[INPUT]
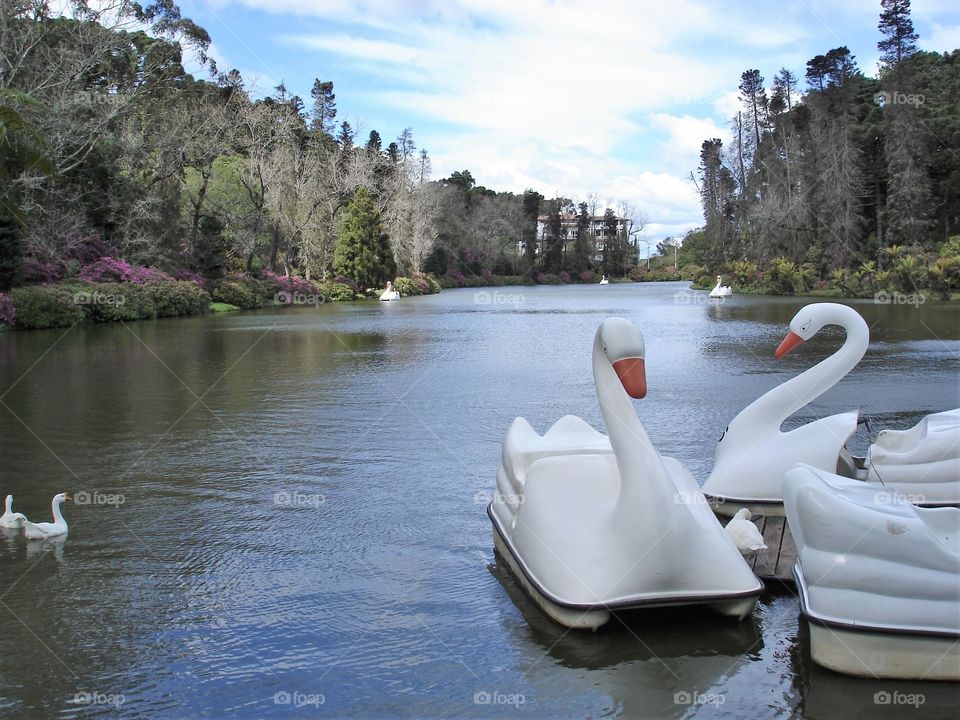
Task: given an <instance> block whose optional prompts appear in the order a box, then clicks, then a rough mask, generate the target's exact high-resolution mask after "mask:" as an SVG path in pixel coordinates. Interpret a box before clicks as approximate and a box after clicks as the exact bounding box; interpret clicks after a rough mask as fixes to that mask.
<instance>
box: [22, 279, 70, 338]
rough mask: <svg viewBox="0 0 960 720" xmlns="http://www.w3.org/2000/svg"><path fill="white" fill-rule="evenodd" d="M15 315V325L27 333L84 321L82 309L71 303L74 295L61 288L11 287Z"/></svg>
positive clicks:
[/INPUT]
[INPUT]
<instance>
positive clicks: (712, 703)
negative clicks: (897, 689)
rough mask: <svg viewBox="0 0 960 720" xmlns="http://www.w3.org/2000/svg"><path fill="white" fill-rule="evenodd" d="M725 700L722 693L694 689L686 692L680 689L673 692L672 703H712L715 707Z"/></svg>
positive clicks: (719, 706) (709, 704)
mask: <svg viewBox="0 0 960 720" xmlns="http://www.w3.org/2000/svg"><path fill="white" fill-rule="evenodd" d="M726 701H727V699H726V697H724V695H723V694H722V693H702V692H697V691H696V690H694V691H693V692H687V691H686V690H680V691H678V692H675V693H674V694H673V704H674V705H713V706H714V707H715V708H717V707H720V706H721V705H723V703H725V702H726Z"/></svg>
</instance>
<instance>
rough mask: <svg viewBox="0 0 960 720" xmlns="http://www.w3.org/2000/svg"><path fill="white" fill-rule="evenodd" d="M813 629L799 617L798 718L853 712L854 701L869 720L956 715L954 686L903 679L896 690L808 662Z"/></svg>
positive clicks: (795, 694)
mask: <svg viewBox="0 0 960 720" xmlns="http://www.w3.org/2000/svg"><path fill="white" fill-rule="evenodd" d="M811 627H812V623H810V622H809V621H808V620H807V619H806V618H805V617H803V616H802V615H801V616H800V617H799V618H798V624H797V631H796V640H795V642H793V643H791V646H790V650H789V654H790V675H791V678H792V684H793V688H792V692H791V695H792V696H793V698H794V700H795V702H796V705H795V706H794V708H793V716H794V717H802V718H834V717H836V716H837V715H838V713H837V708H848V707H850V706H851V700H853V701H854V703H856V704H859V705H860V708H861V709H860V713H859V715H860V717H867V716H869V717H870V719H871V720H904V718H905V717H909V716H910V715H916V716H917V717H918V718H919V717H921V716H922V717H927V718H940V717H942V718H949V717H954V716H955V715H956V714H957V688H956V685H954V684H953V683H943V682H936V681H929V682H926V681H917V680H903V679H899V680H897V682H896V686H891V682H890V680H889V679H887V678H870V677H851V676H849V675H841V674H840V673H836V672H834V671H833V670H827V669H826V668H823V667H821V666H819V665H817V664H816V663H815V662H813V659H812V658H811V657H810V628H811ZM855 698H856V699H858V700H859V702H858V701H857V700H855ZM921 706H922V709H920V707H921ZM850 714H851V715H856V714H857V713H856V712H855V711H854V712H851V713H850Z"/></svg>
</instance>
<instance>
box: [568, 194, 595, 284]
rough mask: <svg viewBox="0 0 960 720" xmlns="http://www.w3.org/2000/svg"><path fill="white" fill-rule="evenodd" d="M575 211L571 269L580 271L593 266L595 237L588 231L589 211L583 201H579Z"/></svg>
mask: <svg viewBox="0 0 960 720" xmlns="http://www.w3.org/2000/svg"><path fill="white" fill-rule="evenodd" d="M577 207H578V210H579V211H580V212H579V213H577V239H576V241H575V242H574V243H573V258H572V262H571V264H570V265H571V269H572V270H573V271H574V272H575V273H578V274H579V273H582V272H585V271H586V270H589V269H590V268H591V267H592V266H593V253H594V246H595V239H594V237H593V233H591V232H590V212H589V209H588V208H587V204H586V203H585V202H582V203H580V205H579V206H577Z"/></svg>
[/INPUT]
From the data above, output only the lines between the line containing "Task: given an" and the line containing "box: [22, 279, 70, 338]", inclusive, exactly as written.

Task: given an <instance> block whose optional prompts appear in the order a box, then clicks, then a rough mask, generate the target's exact high-resolution mask after "mask:" as an SVG path in pixel coordinates. Interpret a box before clicks as approximate and a box after clicks as the exact bounding box; interpret clicks after a rough mask as fixes to that mask.
<instance>
box: [22, 279, 70, 338]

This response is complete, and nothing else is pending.